### [DATASET ENTRIES]
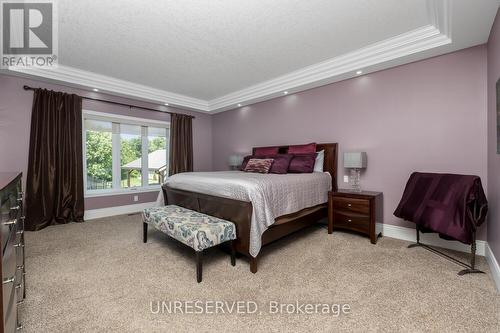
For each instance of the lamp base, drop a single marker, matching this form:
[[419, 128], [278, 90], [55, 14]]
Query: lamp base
[[354, 180]]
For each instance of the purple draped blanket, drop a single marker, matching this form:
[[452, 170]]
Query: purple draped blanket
[[451, 205]]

### [PROMPT]
Return the full listing above verbatim, please, but without its images.

### [EXERCISE OUTPUT]
For each instance of the lamp base, drop a single marker, matching this form:
[[419, 128], [278, 90], [55, 14]]
Query: lamp base
[[354, 180]]
For each instance of the purple draped blanket, drop a single marker, matching this form:
[[452, 170]]
Query: purple draped blanket
[[451, 205]]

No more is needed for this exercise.